EXERCISE DIRECTIONS –
Print everything from "This is one" down to "battle for justice." in the film festival article below, word for word.

Students gathered at Yuba College for the Jakara Film Festival on Saturday, September 6, to look past controversial issues and grasp a better understanding of Sikh history and why these films were created. The films are devoted to the events of Operation Blue Star, what Sikhs refer to as Ghalughara, a secret holocaust resulting in the deaths of thousands of Sikhs in India (1984).
This is one of the most undocumented tragedies in the history of Sikhs as journalists were ushered out of the Punjab, books burned and outspoken witnesses killed. Films vary from Storming the Temple which shows the desecration of the Sikh’s sacred golden temple to the music video Singh with Me to a preview of the movie The Widow Colony featuring the massacre seen through the eyes of widows to convey their trauma and battle for justice.
Sikhism is based on one God and equality of all people. However, Sikhs were not being equally treated by the government and other citizens of India. The government may have been involved in a twisted plot to discredit the Sikhs, a position the Sikhs still claim today. The Golden Temple was being turned into a fortress for Jarnail Singh Bhindranwale and his devout Sikh followers. Prime Minister Indira Gandhi ordered the Indian Army to remove the militants inside the sacred temple.1,000 soldiers rose against a few hundred militants. “A Sikh can watch his house burn, but not a temple, especially The Golden Temple,” one man said in an interview in the film Storming the Temple. Mrs. Gandhi was assassinated by two of her Sikh bodyguards, taking revenge for the invasion of their temple. Thousands of Sikhs were then beaten, tortured and murdered in the name of national security. According to Sikhs, approximately 20,000 Sikhs were killed; for survivors, horror without end. The government of India still does not acknowledge fault in this incident.
The Jakara Film Festival, also called Visions of Truth, is a part of the Jakara Movement traveling throughout California. It is directed towards the Sikh Californian youth to inspire activism, raise awareness and remember this horrific event of genocide. Their mission: “A call to the next generation of Sikhs from all places, backgrounds and points of view to reflect on our past and prepare for our future.”

DATA RECORDS –

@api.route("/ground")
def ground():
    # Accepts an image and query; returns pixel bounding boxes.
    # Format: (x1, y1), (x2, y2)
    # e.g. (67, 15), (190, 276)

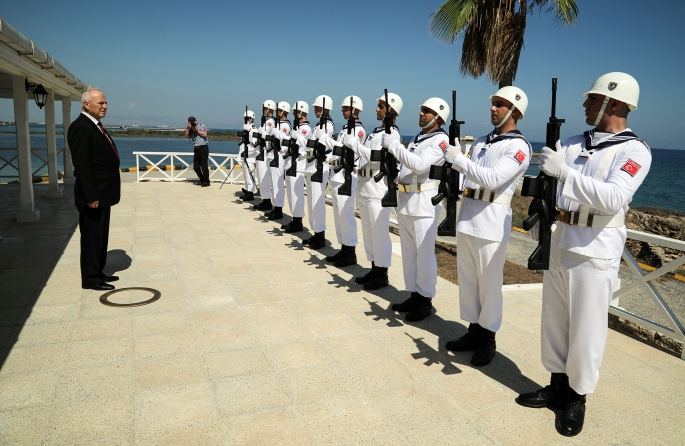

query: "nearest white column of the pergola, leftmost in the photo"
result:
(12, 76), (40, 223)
---
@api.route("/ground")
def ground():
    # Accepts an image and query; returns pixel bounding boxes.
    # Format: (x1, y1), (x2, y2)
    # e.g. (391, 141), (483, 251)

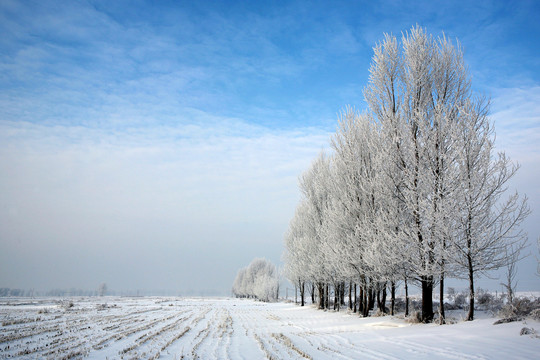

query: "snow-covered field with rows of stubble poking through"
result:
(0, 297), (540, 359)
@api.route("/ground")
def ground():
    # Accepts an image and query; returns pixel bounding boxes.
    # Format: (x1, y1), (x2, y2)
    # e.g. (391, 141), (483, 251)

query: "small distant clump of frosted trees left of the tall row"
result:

EXERCISE RESPONSE –
This is one of the most undocumented tragedies in the history of Sikhs as journalists were ushered out of the Punjab, books burned and outspoken witnesses killed. Films vary from Storming the Temple which shows the desecration of the Sikh’s sacred golden temple to the music video Singh with Me to a preview of the movie The Widow Colony featuring the massacre seen through the eyes of widows to convey their trauma and battle for justice.